* [Excerpted passage]

*** Begin section ***

How to Keep Your Pets Safe in Your Kia

dog on carIf you like to travel with your dog or cat, they need just as much protection as a child does—sometimes more. Children often understand, especially as they get older, that while in the car, they are supposed to sit down and stay still. Dogs and cats on the other hand, may try to roam. You may be lucky; maybe your dog will sit on his seat and stay still and quiet while in the car. My dog will pace back and forth on the backseat before trying to first, lick the face of whoever is driving, and then climb into their lap (she is a fifty-pound collie mix).


If you want to keep a dog or cat safe during a car ride, whether you are taking them on a road trip or you are just driving to the vet, here are some tips and items that will help:

  1. A pet restraint – Just like a child, a dog or cat can benefit from being restrained while in the car. While this isn’t a law yet, it soon may be. Unlike a person who may be able to brace themselves in the event of an impact, a pet will have no concept of preserving himself during an accident. Luckily, there are lots of different types of restraints, including ones that still allow them some degree of freedom to move around the seat and others that keep them buckled down.


  1. Barrier between back and front seats – If you have a dog, small or large, that wants to ride in the front seat, even if both of those seats are occupied, you might want to consider getting a barrier that makes it impossible for him to climb into the front seat. These partitions are usually secured to the front two seats, and are high enough that even large dogs will not be able to climb over them. Dogs often try to climb into your seat because they are nervous in the car, but this means that you are likely to become distracted while trying to either keep them in the back seat or find room for them in the front seat.


  1. Travel in the crate – If your dog or cat is crate trained, this can be a great way to safely transport your pet. Not only are they less likely to feel nervous when they are in a familiar crate, they are also less likely to be hurt if there is an accident. A crate is much easier to secure, especially in the cargo space of your vehicle, than a dog or a cat in your backseat or in the copilot seat. If your pet is not familiar with a crate, but you know that they are going to need to travel in one, if you are moving, for example, start a few months before hand to acclimatize them to the idea of a crate. This won’t work for every pet, but it can provide some safety for some pets.


  1. Child lock your windows and doors – If your pet likes to stand on the armrests in order to see out the windows while you are driving, it is probably a good idea to use the child locks on those windows and doors. That way, they won’t step or tug on the wrong button or handle and create a very dangerous situation. Just remember to turn those lock off when you are going to have people in your car again.


  1. Take more frequent breaks – This is especially true of you are on a road trip, but is true of any trip longer than three hours. Even if you can sit and drive for five or six hours without needing to take a break your dog or cat can’t. They will want to get out and stretch their legs every few hours. They also likely will need to go to the bathroom every few hours. Doing this, even if they are not asking to go to the bathroom, will prevent any messes from occurring inside your car.


  1. Consider sedation – Not every pet parent wants to resort to sedation, but for some, it may be the only way to keep your pet safe and happy on a long trip. If you have a dog that gets car sick or a cat with serious anxiety issues, riding in a car for a long time can be stressful—not just for your pet, but for you, too. There are lots of safe ways to mellow your pet out a little bit, if you know that they get nervous in the car. Our vet told us that half an antihistamine tablet (the medication our dog already took for his extreme allergies), would help to mellow him and his sister out when we were moving with those two dogs. Talk to your vet to make sure you are giving your pet the right dosage of the right medication.


  1. Bring plenty of water – Not just for you, but for your pet, too. Dogs pant and get thirsty more often when they are nervous. Cats may not exhibit the same behavior, but that doesn’t mean that they are getting dehydrated. Not only should you bring extra water for your pet, bring something that they are comfortable drinking out of. In a pinch, you can always pour some water into your hands and let them drink out of your hands, but a collapsible bowl or Tupperware is a great alternative.

*** End section ***

* [What this task involves] According to the pet travel safety guide, taking more frequent breaks applies to any trip longer than how many hours?

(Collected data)
*** Begin section ***

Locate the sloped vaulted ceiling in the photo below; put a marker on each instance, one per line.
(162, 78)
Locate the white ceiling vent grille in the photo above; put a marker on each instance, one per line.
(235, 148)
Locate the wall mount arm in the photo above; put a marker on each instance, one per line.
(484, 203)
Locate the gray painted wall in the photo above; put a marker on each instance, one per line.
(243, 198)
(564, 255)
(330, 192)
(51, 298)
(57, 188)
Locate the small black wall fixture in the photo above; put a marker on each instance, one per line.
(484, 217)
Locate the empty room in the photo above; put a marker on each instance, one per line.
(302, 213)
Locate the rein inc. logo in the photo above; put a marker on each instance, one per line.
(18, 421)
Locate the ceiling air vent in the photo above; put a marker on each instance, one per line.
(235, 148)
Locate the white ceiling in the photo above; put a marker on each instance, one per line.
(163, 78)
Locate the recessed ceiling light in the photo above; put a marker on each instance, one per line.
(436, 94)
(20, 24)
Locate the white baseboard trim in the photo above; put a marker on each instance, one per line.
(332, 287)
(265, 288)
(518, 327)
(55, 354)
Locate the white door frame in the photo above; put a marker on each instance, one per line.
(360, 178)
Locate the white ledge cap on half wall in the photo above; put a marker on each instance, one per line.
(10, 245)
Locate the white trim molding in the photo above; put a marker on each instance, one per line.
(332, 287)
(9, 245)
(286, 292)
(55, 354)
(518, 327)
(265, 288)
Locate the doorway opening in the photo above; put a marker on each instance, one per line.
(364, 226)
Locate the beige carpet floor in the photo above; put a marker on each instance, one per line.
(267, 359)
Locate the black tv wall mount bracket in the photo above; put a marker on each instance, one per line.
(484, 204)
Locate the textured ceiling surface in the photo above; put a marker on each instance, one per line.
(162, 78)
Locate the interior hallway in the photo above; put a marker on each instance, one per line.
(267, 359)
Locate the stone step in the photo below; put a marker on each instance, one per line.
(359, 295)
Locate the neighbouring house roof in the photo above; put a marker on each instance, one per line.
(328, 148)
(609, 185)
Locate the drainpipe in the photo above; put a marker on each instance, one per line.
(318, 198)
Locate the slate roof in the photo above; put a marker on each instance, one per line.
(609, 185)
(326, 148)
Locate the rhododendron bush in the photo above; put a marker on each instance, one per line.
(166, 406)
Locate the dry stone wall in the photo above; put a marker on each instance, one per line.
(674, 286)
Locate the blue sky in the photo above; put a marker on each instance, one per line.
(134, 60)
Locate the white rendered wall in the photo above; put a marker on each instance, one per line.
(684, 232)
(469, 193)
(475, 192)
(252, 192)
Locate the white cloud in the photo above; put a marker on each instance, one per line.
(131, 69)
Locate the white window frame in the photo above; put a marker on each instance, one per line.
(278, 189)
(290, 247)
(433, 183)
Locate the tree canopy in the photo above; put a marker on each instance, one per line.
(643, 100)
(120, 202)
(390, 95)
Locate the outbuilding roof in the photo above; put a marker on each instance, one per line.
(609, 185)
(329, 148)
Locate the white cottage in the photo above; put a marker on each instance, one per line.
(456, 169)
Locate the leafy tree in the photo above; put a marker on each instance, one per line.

*** End section ***

* [Finished task] Three hours